Tasks and exercises =
1. Do the following statements agree with the diff? For each one, answer yes or no and quote the words of the diff that decide it.
(a) The change adds a new file of 151 lines and deletes nothing.
(b) The delay between frames is set to 1000 divided by 30.
(c) The docstring says np.packbits is limited to 8 bits.
2. Answer these questions from the diff:
(a) From which module is rgb_to_hex imported?
(b) What path is given for the colors config?
(c) How does the docstring describe the bin_seq argument?
3. Rewrite the block in the diff that begins "def parse_args():" as a short list of the settings it returns.

Excerpt =
--*--
1 files changed, 151 insertions, 0 deletions

diff --git a/display_animation_tkinter.py b/display_animation_tkinter.py
new file mode 100644
index 0000000..f26202c
--- /dev/null
+++ b/display_animation_tkinter.py
@@ -0,0 +1,151 @@
+import argparse
+import json
+import math
+import time
+import tkinter as tk
+
+import numpy as np
+
+from utils import rgb_to_hex
+
+
+def parse_args():
+    return {
+        "cell_size": 8,  # in pixels
+        "num_cells_w": 100,  # TODO: w/h or r/c?
+        "num_cells_h": 100,
+        "colors_path": "configs/colors_64_v0.json",
+        "corners_path": "configs/corners_hollow4x4_v0.json",
+        "frame_delay": 1000 // 15,  # time b/w frames, in millis
+    }
+
+
+def seq_to_frames(bin_seq: np.ndarray, args: dict) -> np.ndarray:  # TODO: Namespace
+    """
+    Converts a binary sequence to an array of frames.
+    TODO: doc, expecting size of exactly one frame in the future?
+
+    np.packbits seems relevant but limited to 8 bits
+
+    Args:
+        bin_seq: a 1D array of binary values.
+        args: config parameters
+
+    Returns:
+        array of shape (num_frames, args["num_cells_h"], args["num_cells_w"]), where each element is
+        a hex string for the color of that cell
+    """
--*--
Dataset entries =

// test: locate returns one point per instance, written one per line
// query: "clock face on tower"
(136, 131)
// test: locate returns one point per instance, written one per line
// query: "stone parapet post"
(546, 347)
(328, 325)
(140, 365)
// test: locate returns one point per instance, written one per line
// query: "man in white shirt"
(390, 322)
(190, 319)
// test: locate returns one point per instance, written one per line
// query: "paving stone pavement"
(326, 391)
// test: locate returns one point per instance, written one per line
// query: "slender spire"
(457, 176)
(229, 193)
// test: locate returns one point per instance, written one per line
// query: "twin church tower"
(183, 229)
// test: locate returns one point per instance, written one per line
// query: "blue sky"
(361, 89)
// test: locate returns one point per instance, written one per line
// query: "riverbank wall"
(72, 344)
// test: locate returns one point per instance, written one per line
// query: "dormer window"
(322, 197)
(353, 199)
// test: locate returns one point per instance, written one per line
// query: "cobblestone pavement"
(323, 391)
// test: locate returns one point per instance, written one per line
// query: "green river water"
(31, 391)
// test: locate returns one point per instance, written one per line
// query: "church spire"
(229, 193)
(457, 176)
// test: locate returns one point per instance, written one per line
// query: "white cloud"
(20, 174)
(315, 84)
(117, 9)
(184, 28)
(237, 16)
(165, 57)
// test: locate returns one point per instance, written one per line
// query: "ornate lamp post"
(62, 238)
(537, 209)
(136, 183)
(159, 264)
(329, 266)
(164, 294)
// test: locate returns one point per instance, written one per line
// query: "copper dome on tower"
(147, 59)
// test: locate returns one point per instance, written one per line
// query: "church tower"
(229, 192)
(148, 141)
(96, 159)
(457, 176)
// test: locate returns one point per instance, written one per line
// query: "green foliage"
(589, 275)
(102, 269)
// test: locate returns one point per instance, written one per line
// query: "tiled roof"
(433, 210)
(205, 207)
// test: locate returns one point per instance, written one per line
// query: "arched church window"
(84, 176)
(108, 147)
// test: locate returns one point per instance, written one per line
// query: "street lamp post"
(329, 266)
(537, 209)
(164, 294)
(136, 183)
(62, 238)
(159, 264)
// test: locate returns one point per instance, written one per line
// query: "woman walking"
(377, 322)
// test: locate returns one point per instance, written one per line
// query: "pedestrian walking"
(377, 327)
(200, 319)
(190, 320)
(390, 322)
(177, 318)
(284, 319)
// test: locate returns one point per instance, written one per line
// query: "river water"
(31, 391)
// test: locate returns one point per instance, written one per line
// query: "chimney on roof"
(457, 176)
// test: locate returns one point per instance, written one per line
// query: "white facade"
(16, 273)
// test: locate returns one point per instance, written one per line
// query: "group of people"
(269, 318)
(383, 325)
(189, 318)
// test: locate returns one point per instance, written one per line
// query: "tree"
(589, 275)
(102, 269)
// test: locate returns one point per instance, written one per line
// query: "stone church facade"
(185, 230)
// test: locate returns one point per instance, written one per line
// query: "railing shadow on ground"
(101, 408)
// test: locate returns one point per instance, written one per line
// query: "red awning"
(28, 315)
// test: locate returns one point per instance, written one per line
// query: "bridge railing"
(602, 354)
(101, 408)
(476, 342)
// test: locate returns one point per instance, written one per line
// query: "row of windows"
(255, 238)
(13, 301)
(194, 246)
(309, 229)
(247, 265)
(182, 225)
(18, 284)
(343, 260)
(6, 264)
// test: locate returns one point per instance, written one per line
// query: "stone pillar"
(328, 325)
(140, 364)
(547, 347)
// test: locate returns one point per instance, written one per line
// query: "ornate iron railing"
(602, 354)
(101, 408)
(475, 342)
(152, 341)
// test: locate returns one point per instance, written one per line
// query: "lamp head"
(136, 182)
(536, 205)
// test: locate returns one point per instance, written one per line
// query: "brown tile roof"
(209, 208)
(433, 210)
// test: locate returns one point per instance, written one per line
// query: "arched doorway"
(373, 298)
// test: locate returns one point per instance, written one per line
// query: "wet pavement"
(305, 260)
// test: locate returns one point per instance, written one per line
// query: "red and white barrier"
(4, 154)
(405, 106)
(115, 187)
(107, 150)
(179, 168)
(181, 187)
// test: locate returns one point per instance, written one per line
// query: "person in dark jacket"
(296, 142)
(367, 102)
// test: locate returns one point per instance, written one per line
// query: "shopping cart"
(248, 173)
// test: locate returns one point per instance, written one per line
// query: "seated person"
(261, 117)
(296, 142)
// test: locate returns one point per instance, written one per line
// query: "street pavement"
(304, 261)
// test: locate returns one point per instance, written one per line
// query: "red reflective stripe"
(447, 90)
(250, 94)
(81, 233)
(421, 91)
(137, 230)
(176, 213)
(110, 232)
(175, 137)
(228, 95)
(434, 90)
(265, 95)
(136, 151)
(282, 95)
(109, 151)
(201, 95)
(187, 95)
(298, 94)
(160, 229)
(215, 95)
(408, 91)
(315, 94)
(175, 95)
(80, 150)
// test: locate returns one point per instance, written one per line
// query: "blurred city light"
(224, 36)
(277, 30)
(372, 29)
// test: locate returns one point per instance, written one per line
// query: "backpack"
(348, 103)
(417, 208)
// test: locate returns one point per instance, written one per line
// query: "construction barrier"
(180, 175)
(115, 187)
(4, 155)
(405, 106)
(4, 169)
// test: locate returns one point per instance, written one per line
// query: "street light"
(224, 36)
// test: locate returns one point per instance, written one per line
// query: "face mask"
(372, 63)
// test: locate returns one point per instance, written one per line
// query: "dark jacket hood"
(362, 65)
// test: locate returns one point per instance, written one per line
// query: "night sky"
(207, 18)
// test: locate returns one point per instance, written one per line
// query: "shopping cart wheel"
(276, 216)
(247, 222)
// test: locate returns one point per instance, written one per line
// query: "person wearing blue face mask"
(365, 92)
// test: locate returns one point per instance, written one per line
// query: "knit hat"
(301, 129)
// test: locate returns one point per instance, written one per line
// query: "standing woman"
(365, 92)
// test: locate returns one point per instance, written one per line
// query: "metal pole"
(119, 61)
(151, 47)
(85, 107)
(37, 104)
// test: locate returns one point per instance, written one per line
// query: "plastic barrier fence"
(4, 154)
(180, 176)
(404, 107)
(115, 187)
--*--
Solution list =
1.
(a) Yes: "1 files changed, 151 insertions, 0 deletions"
(b) No: "frame_delay": 1000 // 15
(c) Yes: "np.packbits seems relevant but limited to 8 bits"

2.
(a) utils
(b) configs/colors_64_v0.json
(c) A 1D array of binary values

3.
- Cell size: 8 pixels
- Grid width: 100
- Grid height: 100
- Colors config: configs/colors_64_v0.json
- Corners config: configs/corners_hollow4x4_v0.json
- Frame delay: 1000 // 15 milliseconds between frames